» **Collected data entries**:
- - - - - - -
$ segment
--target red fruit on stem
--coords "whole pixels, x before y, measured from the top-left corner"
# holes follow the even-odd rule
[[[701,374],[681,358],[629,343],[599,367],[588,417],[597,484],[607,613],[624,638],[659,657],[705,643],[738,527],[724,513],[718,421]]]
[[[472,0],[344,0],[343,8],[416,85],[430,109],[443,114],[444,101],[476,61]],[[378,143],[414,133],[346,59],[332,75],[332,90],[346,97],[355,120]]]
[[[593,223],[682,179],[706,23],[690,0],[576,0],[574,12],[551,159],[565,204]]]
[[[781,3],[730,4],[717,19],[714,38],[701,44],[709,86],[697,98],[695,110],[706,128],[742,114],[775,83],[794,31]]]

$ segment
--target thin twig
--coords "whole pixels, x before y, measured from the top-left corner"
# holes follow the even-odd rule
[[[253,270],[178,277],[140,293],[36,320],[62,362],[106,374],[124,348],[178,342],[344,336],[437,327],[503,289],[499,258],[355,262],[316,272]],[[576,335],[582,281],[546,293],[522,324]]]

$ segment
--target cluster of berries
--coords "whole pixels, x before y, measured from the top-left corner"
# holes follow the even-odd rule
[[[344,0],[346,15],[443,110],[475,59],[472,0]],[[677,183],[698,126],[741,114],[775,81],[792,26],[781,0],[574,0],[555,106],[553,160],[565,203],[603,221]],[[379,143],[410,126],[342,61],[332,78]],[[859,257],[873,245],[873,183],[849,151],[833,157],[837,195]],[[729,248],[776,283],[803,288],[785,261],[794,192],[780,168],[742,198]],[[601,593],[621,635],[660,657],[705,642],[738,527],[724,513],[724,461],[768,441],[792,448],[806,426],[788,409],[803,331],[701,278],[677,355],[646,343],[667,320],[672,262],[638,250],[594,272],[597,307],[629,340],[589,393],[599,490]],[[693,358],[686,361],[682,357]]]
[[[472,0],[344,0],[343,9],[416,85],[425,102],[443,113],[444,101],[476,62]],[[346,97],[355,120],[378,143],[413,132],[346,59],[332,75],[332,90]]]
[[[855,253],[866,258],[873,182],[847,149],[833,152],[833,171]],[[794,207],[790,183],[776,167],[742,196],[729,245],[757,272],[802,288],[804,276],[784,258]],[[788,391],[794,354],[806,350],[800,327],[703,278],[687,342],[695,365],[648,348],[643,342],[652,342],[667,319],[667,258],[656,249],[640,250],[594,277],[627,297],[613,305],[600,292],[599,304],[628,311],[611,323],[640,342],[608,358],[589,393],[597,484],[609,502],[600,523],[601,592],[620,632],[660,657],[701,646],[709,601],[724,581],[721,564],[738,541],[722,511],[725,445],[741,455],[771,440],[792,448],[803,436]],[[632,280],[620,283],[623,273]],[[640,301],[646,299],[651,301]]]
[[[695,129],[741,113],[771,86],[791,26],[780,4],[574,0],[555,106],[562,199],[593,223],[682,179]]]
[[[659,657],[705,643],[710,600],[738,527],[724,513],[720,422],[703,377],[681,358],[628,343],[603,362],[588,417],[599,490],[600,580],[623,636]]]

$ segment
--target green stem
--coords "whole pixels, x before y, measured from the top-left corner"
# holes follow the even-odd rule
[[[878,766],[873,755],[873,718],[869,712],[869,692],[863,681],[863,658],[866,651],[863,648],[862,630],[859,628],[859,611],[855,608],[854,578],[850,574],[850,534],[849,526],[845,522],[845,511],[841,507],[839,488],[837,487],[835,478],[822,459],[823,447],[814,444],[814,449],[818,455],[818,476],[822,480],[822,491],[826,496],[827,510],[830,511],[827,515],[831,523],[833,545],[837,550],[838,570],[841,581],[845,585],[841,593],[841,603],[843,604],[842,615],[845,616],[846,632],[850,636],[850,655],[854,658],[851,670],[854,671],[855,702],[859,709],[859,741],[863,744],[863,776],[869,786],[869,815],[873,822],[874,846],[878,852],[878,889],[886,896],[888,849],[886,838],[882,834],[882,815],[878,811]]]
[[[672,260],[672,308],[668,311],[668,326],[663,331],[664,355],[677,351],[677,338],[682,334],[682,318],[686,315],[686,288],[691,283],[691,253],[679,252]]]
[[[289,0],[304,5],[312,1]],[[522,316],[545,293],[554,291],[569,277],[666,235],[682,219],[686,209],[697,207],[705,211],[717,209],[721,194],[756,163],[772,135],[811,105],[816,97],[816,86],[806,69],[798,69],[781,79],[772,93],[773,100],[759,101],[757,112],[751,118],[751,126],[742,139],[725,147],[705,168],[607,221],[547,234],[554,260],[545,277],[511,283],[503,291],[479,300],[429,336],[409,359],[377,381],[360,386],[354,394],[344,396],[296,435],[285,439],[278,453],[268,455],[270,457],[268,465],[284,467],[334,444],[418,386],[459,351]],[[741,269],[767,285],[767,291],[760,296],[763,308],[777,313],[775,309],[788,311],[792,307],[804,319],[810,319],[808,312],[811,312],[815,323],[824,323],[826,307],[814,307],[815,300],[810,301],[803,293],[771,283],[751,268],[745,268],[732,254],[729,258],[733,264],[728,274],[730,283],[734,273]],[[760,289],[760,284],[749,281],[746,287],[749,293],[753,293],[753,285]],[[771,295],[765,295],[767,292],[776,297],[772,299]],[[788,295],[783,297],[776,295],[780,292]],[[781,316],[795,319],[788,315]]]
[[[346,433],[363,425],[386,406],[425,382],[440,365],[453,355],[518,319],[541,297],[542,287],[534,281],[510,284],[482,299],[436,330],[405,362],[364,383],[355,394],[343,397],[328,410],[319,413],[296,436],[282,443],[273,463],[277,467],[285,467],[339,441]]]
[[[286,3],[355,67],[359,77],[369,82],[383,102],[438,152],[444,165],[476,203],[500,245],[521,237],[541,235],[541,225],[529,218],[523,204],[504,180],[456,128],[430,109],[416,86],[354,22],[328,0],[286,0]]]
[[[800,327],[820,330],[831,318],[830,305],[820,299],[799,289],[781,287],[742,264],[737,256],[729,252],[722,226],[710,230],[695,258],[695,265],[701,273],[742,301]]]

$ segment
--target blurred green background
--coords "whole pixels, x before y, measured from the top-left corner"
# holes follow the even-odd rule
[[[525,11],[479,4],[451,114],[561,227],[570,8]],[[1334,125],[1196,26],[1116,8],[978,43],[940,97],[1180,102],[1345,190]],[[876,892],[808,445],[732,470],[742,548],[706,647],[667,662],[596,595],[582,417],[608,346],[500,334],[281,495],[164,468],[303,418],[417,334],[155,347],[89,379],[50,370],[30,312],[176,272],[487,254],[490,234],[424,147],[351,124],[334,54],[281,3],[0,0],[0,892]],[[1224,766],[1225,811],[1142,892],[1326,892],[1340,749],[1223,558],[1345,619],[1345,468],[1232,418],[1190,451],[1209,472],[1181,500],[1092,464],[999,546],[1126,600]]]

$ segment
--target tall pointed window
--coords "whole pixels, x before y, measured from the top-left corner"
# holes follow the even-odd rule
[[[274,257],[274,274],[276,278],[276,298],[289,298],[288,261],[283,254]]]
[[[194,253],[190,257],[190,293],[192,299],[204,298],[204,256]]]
- - - - - - -
Every entry must be quoted exactly as it appears above.

» **Solution to this problem**:
$ segment
--target red fruit on stem
--coords "whole pixels, x before y, measured from the top-left corner"
# holes follow the even-odd rule
[[[701,374],[681,358],[629,343],[599,367],[588,417],[597,484],[607,613],[624,638],[659,657],[705,643],[738,527],[724,513],[718,421]]]
[[[472,0],[344,0],[343,8],[416,85],[430,109],[443,114],[444,101],[476,61]],[[378,143],[414,133],[346,59],[332,75],[332,90],[346,97],[355,120]]]
[[[593,223],[682,179],[706,23],[690,0],[576,0],[574,12],[551,159],[565,204]]]
[[[781,3],[730,4],[717,19],[714,38],[701,44],[709,86],[697,98],[695,110],[706,128],[742,114],[775,83],[794,31]]]

$ segment
--target thin twig
--coords "whole pixels, x before y, measured from the top-left corner"
# holes follow the even-odd rule
[[[253,270],[178,277],[140,293],[36,320],[62,362],[106,374],[124,348],[178,342],[344,336],[437,327],[503,289],[499,258],[355,262],[316,272]],[[576,335],[582,281],[546,293],[522,324]]]

$ segment
--target cluster of berries
--coords "whole pixels, x before y, measured from the top-left corner"
# holes follow the even-odd rule
[[[344,0],[346,15],[443,110],[475,59],[472,0]],[[677,183],[698,126],[741,114],[775,81],[792,26],[781,0],[574,0],[555,106],[553,160],[565,203],[603,221]],[[379,143],[410,126],[342,61],[332,78]],[[859,257],[873,245],[873,183],[849,151],[833,157],[837,195]],[[729,248],[776,283],[803,288],[785,261],[794,192],[780,168],[742,198]],[[601,593],[621,635],[660,657],[705,642],[738,527],[724,513],[724,461],[768,441],[792,448],[806,426],[788,409],[803,331],[701,278],[677,355],[646,343],[667,320],[672,262],[638,250],[594,272],[597,307],[629,340],[589,393],[599,490]],[[693,358],[686,361],[682,357]]]
[[[472,0],[344,0],[343,9],[416,85],[425,102],[443,113],[444,101],[476,62]],[[346,97],[355,120],[378,143],[413,132],[346,59],[332,75],[332,90]]]
[[[855,253],[866,258],[873,182],[847,149],[833,152],[833,171]],[[794,207],[790,183],[776,167],[742,196],[729,245],[757,272],[802,288],[804,276],[784,258]],[[788,391],[794,354],[806,350],[800,327],[703,278],[687,342],[695,365],[648,348],[643,342],[652,342],[667,319],[667,258],[656,249],[640,250],[594,277],[627,297],[613,305],[600,292],[599,304],[628,311],[611,323],[640,342],[608,358],[589,393],[597,484],[609,502],[600,523],[601,592],[620,632],[660,657],[701,646],[709,601],[724,581],[721,564],[738,541],[722,511],[725,445],[741,455],[771,440],[792,448],[803,436]],[[632,280],[620,283],[623,273]],[[640,301],[646,299],[651,301]]]
[[[695,129],[741,113],[771,86],[791,26],[780,4],[574,0],[555,106],[562,199],[593,223],[682,179]]]
[[[659,657],[705,643],[710,600],[738,527],[724,513],[720,422],[703,377],[681,358],[628,343],[603,362],[588,417],[599,490],[600,580],[623,636]]]

$ segment
--target green stem
--coords "whole pixels, x before y, measured from the top-left corner"
# holes follow the even-odd rule
[[[878,766],[873,755],[873,718],[869,712],[869,692],[863,681],[863,658],[866,651],[863,648],[862,630],[859,628],[859,611],[855,608],[854,578],[850,574],[850,534],[849,526],[845,522],[845,511],[841,507],[839,488],[837,487],[835,478],[822,459],[823,447],[814,444],[814,449],[818,455],[818,476],[822,480],[822,491],[826,496],[827,510],[830,511],[827,515],[831,523],[833,545],[837,550],[838,570],[841,581],[845,585],[841,593],[841,603],[843,604],[842,615],[845,616],[846,632],[850,636],[850,655],[854,658],[851,670],[854,671],[855,702],[859,709],[859,741],[863,744],[863,776],[869,786],[869,815],[873,822],[874,846],[878,852],[878,889],[886,896],[888,849],[886,838],[882,834],[882,815],[878,811]]]
[[[672,260],[672,308],[668,311],[668,326],[663,331],[664,355],[677,351],[677,338],[682,334],[682,318],[686,315],[686,288],[691,283],[691,253],[679,252]]]
[[[289,0],[304,5],[312,1]],[[522,316],[545,293],[554,291],[569,277],[666,235],[682,219],[686,209],[697,207],[705,211],[717,209],[721,194],[756,163],[772,135],[811,105],[816,97],[816,86],[806,69],[798,69],[781,79],[772,93],[773,100],[759,101],[757,112],[751,118],[751,126],[742,139],[725,147],[705,168],[607,221],[547,234],[554,260],[545,277],[511,283],[503,291],[479,300],[429,336],[409,359],[377,381],[360,386],[354,394],[344,396],[296,435],[285,439],[278,453],[268,455],[270,457],[268,465],[284,467],[334,444],[418,386],[459,351]],[[741,269],[767,285],[767,291],[760,296],[763,308],[777,313],[775,309],[788,311],[792,307],[804,319],[810,319],[808,312],[811,312],[815,323],[824,323],[826,307],[814,307],[815,300],[810,301],[803,293],[771,283],[751,268],[745,268],[732,254],[729,258],[733,264],[728,274],[730,283],[734,273]],[[760,289],[760,284],[749,281],[746,287],[749,293],[753,293],[753,285]],[[771,295],[765,295],[767,292],[776,297],[772,299]],[[788,295],[783,297],[776,295],[780,292]],[[781,316],[795,319],[788,315]]]
[[[346,433],[363,425],[386,406],[425,382],[440,365],[453,355],[518,319],[541,297],[542,287],[534,281],[510,284],[482,299],[436,330],[405,362],[364,383],[355,394],[343,397],[328,410],[319,413],[296,436],[282,443],[273,463],[277,467],[285,467],[339,441]]]
[[[286,3],[355,67],[359,77],[369,82],[383,102],[438,152],[444,165],[476,203],[500,245],[521,237],[541,235],[541,225],[529,218],[523,204],[504,180],[456,128],[430,109],[416,86],[354,22],[328,0],[286,0]]]
[[[800,327],[820,330],[831,318],[830,305],[820,299],[799,289],[781,287],[742,264],[737,256],[729,252],[722,226],[710,230],[695,258],[695,265],[701,273],[742,301]]]

$ segment
--target blurred green background
--coords "whole pixels, x before y, measured from the top-left corner"
# holes follow the even-odd rule
[[[525,11],[479,4],[451,114],[561,227],[570,8]],[[1334,125],[1196,26],[1116,8],[978,43],[940,97],[1180,102],[1345,190]],[[876,892],[808,445],[732,470],[742,548],[706,647],[667,662],[596,595],[582,417],[608,346],[500,334],[281,495],[164,468],[303,418],[417,334],[155,347],[89,379],[50,370],[30,312],[176,272],[487,254],[490,234],[424,147],[351,124],[334,54],[281,3],[0,0],[0,892]],[[1224,766],[1225,811],[1142,892],[1326,892],[1340,749],[1223,558],[1345,619],[1345,468],[1232,418],[1190,451],[1209,472],[1181,500],[1092,464],[999,546],[1126,600]]]

$ segment
--target tall pointed window
--coords "whole pixels, x before y, measured from the top-left corner"
# holes follow the even-odd rule
[[[274,257],[274,274],[276,278],[276,298],[289,298],[288,261],[283,254]]]
[[[194,253],[190,257],[190,293],[192,299],[204,298],[204,256]]]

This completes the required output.